▶ [Exercise details]
Set down exactly the lines that run from the line with "Objective — one point per instance of the man sitting" to the end of the data, and nothing else.

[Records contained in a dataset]
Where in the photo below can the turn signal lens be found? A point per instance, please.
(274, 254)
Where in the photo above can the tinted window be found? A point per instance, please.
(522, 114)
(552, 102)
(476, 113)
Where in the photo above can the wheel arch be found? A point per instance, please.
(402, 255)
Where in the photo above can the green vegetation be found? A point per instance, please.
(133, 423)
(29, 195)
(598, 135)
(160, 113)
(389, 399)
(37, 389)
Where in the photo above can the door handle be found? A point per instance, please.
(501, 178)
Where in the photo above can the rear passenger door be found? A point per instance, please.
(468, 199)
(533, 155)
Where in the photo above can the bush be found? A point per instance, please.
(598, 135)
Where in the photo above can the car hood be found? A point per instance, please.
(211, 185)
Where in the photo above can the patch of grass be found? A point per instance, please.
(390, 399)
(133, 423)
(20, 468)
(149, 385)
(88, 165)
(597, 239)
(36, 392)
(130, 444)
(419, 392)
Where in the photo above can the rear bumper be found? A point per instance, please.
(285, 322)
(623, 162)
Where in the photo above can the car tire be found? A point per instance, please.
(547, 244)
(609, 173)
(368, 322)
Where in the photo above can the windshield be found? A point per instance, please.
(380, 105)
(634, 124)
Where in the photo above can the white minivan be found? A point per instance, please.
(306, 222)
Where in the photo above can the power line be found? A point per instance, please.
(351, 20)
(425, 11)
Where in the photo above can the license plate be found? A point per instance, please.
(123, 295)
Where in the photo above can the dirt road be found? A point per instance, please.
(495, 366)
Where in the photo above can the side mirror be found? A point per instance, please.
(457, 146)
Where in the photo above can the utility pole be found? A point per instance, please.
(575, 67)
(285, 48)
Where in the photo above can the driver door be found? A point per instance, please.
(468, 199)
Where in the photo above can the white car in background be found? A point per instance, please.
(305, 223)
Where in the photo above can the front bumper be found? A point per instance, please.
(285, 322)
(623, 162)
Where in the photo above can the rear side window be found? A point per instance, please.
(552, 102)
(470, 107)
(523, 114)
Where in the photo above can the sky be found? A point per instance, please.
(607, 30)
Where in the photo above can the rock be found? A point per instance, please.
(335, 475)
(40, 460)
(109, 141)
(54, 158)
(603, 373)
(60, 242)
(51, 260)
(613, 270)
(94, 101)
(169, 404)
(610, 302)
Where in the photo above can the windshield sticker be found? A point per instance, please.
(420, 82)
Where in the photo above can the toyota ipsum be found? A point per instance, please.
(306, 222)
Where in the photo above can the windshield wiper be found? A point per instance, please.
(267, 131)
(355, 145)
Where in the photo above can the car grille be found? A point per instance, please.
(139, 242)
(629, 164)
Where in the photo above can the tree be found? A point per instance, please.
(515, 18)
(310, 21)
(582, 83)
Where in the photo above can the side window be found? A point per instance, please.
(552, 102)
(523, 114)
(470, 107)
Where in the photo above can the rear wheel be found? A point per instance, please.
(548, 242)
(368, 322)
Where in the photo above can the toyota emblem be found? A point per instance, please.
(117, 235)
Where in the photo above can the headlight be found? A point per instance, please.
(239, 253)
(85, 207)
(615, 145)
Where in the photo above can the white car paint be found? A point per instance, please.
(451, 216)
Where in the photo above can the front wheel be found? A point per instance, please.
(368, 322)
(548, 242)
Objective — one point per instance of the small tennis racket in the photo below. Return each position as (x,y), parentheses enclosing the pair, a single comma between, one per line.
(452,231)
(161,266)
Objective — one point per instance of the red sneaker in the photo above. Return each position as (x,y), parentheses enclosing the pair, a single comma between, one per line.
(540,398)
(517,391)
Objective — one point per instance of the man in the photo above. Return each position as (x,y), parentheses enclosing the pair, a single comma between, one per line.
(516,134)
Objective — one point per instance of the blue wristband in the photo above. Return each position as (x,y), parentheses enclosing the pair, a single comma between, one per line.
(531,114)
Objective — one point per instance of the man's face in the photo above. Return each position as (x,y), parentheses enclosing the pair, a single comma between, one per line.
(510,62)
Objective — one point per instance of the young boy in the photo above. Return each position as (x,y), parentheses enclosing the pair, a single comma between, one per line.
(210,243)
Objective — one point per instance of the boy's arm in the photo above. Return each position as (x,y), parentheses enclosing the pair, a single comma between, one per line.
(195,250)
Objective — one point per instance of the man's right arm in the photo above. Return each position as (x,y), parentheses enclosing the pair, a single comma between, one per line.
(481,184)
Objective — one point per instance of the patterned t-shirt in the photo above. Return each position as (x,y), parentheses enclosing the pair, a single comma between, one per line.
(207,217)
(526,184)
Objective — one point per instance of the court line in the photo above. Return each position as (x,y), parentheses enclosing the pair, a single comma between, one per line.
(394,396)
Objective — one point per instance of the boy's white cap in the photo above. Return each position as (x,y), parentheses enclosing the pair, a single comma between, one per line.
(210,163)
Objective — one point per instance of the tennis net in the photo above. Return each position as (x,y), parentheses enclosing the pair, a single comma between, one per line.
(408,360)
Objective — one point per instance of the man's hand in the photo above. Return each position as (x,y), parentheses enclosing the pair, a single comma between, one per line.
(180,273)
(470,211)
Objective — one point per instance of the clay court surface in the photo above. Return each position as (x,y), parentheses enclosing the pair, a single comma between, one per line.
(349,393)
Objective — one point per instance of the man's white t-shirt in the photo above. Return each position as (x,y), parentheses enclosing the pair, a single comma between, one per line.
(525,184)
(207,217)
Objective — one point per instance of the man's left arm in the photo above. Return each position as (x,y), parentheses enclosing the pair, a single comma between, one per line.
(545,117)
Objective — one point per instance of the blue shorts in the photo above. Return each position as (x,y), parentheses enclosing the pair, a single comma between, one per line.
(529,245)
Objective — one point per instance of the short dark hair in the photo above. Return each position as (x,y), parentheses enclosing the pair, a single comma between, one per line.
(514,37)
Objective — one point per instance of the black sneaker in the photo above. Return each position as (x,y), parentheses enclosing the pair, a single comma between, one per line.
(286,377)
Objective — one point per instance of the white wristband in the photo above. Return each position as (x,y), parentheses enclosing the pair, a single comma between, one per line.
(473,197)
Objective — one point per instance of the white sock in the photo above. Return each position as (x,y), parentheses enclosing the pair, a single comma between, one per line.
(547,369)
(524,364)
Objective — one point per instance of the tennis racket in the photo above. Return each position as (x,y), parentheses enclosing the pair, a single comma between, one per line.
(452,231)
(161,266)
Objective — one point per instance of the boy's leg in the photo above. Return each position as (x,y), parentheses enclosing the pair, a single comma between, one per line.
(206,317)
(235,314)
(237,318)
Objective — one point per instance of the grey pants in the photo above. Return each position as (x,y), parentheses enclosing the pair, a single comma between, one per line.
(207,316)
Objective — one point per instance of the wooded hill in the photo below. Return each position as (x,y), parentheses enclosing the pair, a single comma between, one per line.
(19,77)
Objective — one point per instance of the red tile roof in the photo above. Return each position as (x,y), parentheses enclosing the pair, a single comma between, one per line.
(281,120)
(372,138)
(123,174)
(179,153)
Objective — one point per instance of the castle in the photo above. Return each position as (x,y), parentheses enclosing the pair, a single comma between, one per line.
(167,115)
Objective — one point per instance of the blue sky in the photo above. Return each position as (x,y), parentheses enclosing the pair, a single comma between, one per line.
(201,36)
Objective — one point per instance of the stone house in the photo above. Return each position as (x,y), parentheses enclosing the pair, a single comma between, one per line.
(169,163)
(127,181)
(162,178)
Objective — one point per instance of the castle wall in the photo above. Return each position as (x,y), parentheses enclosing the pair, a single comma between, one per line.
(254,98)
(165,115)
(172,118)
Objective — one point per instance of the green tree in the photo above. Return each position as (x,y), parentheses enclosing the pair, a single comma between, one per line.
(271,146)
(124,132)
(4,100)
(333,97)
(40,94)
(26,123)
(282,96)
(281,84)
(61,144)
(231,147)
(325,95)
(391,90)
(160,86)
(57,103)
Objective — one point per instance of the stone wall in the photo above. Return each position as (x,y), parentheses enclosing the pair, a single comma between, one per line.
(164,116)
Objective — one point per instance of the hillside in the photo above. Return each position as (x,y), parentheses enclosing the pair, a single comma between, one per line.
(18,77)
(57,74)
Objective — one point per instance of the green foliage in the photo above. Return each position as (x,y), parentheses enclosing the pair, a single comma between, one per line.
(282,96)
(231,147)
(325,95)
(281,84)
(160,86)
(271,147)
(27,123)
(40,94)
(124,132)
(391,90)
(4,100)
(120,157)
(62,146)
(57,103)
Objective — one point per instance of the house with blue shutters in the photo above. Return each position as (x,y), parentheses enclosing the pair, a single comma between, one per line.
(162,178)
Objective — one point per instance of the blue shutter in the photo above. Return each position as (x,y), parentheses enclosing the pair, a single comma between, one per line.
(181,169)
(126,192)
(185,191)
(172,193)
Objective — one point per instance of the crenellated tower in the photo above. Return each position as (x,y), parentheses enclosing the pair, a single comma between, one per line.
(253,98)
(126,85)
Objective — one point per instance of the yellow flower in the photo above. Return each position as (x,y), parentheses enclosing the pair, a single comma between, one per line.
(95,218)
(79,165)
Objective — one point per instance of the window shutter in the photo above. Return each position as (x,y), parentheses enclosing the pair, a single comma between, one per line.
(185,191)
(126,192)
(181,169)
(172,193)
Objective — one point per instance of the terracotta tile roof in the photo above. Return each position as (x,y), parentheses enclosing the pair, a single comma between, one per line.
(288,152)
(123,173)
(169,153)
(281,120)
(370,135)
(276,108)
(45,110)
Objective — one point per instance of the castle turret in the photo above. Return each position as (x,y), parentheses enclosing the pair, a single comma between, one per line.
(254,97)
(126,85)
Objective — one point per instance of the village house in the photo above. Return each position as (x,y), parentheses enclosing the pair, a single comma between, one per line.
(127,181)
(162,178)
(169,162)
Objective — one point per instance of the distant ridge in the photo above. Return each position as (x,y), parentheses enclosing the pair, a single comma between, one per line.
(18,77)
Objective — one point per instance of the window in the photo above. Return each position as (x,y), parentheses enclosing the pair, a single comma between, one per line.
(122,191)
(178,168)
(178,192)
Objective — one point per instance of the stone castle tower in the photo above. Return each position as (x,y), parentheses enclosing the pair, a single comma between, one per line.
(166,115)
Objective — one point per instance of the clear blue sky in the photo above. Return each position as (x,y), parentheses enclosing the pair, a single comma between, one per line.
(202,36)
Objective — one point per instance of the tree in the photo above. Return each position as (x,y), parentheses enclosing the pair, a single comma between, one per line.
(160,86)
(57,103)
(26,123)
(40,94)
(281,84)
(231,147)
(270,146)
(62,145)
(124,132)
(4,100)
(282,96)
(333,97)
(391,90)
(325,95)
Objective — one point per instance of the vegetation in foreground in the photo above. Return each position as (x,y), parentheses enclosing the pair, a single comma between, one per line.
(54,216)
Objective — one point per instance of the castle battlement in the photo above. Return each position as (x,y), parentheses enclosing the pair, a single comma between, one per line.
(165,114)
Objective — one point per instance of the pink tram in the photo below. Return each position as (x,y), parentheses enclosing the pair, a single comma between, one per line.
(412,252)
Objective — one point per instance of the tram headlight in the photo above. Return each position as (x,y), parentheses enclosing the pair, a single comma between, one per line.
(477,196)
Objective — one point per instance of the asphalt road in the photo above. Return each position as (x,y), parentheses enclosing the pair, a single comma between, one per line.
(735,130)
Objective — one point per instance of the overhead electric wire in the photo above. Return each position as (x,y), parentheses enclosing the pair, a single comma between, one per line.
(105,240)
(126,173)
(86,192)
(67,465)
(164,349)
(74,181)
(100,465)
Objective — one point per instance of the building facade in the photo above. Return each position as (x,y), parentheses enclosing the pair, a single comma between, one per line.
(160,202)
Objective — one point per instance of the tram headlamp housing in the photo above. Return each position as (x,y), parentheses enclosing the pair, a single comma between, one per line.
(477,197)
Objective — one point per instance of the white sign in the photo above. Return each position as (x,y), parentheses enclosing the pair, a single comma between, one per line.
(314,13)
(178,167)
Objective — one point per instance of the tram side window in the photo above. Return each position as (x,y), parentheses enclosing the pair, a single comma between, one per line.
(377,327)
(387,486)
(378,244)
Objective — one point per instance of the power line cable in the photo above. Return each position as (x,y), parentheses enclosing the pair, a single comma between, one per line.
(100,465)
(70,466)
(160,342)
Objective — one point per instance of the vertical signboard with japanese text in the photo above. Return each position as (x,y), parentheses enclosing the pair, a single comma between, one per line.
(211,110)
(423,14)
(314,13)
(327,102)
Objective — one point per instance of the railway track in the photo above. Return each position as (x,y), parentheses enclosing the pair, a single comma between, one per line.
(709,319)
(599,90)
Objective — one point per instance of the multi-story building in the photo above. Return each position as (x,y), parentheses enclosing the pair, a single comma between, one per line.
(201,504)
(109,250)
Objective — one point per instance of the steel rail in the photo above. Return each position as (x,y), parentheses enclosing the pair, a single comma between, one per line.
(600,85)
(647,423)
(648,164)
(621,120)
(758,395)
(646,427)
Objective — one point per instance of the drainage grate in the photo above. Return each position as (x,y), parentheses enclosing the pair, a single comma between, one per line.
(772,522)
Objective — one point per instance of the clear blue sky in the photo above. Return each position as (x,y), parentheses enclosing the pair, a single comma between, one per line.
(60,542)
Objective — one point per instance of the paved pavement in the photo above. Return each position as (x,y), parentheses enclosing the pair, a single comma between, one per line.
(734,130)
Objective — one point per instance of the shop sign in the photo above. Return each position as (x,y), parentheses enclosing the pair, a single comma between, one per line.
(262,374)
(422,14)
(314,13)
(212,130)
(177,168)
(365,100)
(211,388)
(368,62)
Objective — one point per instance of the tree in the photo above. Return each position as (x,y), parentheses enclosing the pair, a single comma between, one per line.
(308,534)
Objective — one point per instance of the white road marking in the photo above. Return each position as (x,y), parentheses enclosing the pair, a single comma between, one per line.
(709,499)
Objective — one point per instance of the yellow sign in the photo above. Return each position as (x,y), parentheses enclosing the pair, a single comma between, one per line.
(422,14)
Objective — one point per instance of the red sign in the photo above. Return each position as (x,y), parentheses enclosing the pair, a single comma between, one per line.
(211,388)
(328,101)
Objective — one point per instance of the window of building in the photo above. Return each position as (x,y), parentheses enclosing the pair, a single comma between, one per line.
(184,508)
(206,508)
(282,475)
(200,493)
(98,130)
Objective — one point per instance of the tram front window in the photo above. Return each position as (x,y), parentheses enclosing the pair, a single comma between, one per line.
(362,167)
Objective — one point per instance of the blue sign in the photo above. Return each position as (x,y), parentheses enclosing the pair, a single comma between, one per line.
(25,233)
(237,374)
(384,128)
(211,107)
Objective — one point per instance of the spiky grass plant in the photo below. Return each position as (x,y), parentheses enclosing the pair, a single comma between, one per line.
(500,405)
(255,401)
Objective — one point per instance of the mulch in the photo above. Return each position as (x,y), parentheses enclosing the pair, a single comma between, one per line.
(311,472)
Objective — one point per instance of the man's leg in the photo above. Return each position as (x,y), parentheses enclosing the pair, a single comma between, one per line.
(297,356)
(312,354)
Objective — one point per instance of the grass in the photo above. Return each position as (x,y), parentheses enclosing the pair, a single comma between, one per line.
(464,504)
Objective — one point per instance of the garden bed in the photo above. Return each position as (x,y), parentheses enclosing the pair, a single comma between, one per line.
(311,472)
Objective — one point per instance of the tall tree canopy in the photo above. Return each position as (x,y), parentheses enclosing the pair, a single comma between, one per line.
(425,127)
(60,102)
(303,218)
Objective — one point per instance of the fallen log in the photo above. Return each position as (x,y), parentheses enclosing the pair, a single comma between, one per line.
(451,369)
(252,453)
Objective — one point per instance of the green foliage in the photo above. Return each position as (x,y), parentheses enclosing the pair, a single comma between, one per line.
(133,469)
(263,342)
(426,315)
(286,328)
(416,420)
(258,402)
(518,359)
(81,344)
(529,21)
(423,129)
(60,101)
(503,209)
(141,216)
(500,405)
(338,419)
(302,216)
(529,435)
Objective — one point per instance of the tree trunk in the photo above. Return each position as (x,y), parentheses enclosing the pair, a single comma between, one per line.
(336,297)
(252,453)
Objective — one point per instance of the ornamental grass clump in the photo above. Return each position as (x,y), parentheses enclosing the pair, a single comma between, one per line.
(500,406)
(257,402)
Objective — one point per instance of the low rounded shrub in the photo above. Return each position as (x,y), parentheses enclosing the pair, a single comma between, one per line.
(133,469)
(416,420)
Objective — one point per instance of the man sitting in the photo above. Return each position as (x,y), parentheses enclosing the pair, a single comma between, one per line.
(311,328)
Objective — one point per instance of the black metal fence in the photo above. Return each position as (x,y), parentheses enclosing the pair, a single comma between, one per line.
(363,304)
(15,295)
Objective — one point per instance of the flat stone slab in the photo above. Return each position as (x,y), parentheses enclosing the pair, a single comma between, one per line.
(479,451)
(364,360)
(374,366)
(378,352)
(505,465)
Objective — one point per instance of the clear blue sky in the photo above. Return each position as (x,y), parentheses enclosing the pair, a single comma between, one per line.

▶ [Exercise answer]
Objective — one point per instance of the man sitting in the photo above. Return each position as (x,y), parentheses enclosing the pair, a single comma between, one per line.
(311,328)
Objective — one point per instance of the black metal fence in the photo above. Return each position as (x,y), parentheses enclosing the pair, a single comma between, one per line.
(363,304)
(15,295)
Objective — one point per instance of the flat stone slab in the photo above. Return each position as (x,y), parentheses enclosing the pair, a single comma between, one per line.
(479,451)
(364,360)
(374,366)
(378,352)
(505,465)
Objective — one point per instance of the clear blue sky in the photo above. Return each position as (x,y), parentheses enclosing the pair, a single comma between, one per line.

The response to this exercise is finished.